### Excerpt
□ □ □
Studio album by Crash Test Dummies
- Released: October 26, 1993
- Recorded: 1993
- Studios: DV Productions, Milwaukee, Wisconsin, and Music Head Recording, Lake Geneva, Wisconsin
- Genres: Alternative rock; folk rock;
- Length: 44:45
- Labels: BMG; Arista;
- Producers: Jerry Harrison; Crash Test Dummies;

Crash Test Dummies chronology
| The Ghosts That Haunt Me (1991) | God Shuffled His Feet (1993) | A Worm's Life (1996) |

Singles from God Shuffled His Feet
- "Mmm Mmm Mmm Mmm" Released: October 1993; "Swimming in Your Ocean" Released: January 1994; "Afternoons & Coffeespoons" Released: June 1994; "God Shuffled His Feet" Released: October 1994;

= God Shuffled His Feet =

1993 studio album by Crash Test Dummies

God Shuffled His Feet is the second album by Canadian band Crash Test Dummies, released in 1993. It features their most popular single, "Mmm Mmm Mmm Mmm". The cover art superimposes the band members' faces over the figures of Titian's painting Bacchus and Ariadne. It was their most successful album commercially, as it sold over eight million copies worldwide.

==Reception==

The album was the band's biggest mainstream hit. AllMusic writer Stephen Thomas Erlewine attributes the album's success to "Jerry Harrison's remarkably clear and focused production" and that "apart from the relatively concise pop smarts of the singles "Mmm Mmm Mmm Mmm" and "Afternoons and Coffeespoons," God Shuffled His Feet isn't all that different from the band's first album."

Professional ratings
Review scores
| Source | Rating |
| AllMusic | Star Half star |
| Robert Christgau | (neither) |
| Drowned in Sound | 8/10 |
| Entertainment Weekly | B− |
| Music Week | Star |
| Smash Hits | Star |

==Commercial performance==
God Shuffled His Feet was a number-one album in Austria and New Zealand, and also reached the top five in the national albums charts of numerous countries such as Australia, Norway, Sweden and Switzerland. In addition, the album reached number six in the Netherlands national albums chart, number two in the UK Albums Chart, and number nine in the United States Billboard 200 albums chart. In their native Canada, it never reached higher than number 11 on the national charts, but fueled by the success of its four singles (all Top 20 hits there) the album eventually reached triple platinum status.
□ □ □
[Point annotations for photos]

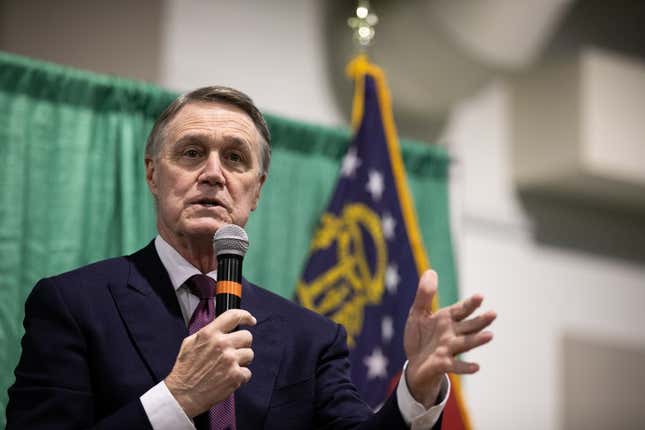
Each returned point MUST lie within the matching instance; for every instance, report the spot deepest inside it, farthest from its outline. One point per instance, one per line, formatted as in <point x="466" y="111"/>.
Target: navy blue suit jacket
<point x="98" y="337"/>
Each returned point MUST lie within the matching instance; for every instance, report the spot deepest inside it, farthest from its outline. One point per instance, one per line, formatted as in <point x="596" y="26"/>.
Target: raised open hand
<point x="432" y="340"/>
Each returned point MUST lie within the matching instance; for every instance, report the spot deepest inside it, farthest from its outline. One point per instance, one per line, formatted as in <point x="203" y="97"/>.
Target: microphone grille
<point x="230" y="239"/>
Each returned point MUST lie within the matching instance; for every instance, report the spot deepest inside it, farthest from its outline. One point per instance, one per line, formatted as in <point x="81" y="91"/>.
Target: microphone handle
<point x="228" y="292"/>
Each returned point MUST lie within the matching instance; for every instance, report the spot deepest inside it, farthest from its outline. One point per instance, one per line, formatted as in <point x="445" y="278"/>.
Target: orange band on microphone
<point x="229" y="287"/>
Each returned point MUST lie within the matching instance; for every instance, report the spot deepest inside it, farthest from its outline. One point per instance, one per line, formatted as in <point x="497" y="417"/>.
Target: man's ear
<point x="257" y="192"/>
<point x="151" y="175"/>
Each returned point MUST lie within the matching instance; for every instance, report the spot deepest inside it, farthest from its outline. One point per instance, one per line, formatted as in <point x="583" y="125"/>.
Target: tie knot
<point x="202" y="286"/>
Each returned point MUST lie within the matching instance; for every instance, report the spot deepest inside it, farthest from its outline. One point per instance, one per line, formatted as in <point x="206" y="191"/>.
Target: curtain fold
<point x="73" y="191"/>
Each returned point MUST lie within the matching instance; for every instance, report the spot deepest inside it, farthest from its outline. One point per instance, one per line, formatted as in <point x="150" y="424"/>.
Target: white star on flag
<point x="350" y="163"/>
<point x="375" y="184"/>
<point x="388" y="224"/>
<point x="376" y="364"/>
<point x="387" y="328"/>
<point x="392" y="278"/>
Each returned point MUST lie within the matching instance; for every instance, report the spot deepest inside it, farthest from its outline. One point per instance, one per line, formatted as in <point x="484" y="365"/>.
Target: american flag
<point x="366" y="254"/>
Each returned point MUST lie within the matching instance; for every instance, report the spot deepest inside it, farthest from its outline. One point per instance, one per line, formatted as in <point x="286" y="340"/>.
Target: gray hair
<point x="212" y="94"/>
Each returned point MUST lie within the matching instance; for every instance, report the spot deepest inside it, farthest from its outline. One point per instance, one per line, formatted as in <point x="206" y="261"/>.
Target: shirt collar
<point x="178" y="268"/>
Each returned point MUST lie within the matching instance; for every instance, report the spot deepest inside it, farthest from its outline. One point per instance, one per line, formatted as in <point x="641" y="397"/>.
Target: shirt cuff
<point x="413" y="412"/>
<point x="163" y="411"/>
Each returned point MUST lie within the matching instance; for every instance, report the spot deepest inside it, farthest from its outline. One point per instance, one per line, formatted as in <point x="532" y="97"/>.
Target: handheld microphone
<point x="230" y="244"/>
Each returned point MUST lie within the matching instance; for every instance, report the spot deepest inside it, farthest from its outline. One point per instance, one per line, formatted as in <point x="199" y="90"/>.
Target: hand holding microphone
<point x="211" y="363"/>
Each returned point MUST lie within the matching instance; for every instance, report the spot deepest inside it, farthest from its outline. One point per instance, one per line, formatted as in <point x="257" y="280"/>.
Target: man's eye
<point x="235" y="157"/>
<point x="191" y="153"/>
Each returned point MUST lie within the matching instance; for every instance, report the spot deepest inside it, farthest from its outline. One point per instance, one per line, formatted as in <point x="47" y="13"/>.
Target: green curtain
<point x="72" y="187"/>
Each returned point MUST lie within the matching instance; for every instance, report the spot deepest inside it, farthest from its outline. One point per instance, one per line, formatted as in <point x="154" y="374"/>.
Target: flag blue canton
<point x="361" y="271"/>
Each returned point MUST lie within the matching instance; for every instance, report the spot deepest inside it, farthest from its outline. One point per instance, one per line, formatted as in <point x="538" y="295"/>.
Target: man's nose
<point x="212" y="171"/>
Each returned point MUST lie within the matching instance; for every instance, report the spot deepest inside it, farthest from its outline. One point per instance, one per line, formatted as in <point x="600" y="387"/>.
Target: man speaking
<point x="132" y="342"/>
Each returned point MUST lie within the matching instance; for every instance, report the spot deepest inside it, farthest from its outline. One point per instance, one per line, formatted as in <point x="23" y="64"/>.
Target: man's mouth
<point x="208" y="202"/>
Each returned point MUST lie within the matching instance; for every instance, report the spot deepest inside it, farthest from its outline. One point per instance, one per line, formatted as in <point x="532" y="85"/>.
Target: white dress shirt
<point x="164" y="412"/>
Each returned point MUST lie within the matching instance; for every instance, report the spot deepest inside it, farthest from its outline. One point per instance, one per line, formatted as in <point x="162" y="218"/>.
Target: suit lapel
<point x="252" y="399"/>
<point x="149" y="308"/>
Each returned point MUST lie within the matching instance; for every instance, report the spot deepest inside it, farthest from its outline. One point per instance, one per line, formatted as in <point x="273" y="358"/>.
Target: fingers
<point x="464" y="367"/>
<point x="244" y="356"/>
<point x="461" y="310"/>
<point x="465" y="343"/>
<point x="425" y="292"/>
<point x="240" y="339"/>
<point x="476" y="324"/>
<point x="231" y="319"/>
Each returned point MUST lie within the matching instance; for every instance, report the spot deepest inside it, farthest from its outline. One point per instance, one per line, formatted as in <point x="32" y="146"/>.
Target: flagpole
<point x="363" y="25"/>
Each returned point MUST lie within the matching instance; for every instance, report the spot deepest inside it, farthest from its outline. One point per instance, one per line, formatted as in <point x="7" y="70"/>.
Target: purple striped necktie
<point x="222" y="415"/>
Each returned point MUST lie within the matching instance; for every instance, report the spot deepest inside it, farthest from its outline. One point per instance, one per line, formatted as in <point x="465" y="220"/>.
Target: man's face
<point x="207" y="172"/>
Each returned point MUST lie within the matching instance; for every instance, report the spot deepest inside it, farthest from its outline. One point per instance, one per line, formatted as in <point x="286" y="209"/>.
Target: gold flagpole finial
<point x="363" y="24"/>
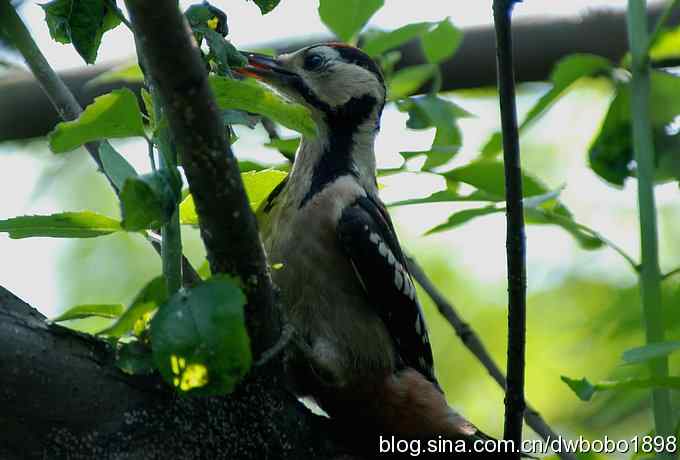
□ □ □
### Exercise set
(A) Write out the stretch of the album article from "Crash Test Dummies chronology" through "million copies worldwide.", switching "Titian" to "Rubens".
(B) Filter the records so only the lines containing the string "curtain" remain, and copy each of those lines; case counts.
The text and the records were taken from separate sources.

### Answers for the tasks
(A)
Crash Test Dummies chronology
| The Ghosts That Haunt Me (1991) | God Shuffled His Feet (1993) | A Worm's Life (1996) |

Singles from God Shuffled His Feet
- "Mmm Mmm Mmm Mmm" Released: October 1993; "Swimming in Your Ocean" Released: January 1994; "Afternoons & Coffeespoons" Released: June 1994; "God Shuffled His Feet" Released: October 1994;

= God Shuffled His Feet =

1993 studio album by Crash Test Dummies

God Shuffled His Feet is the second album by Canadian band Crash Test Dummies, released in 1993. It features their most popular single, "Mmm Mmm Mmm Mmm". The cover art superimposes the band members' faces over the figures of Rubens's painting Bacchus and Ariadne. It was their most successful album commercially, as it sold over eight million copies worldwide.

(B)
Target: curtain fold
Target: green curtain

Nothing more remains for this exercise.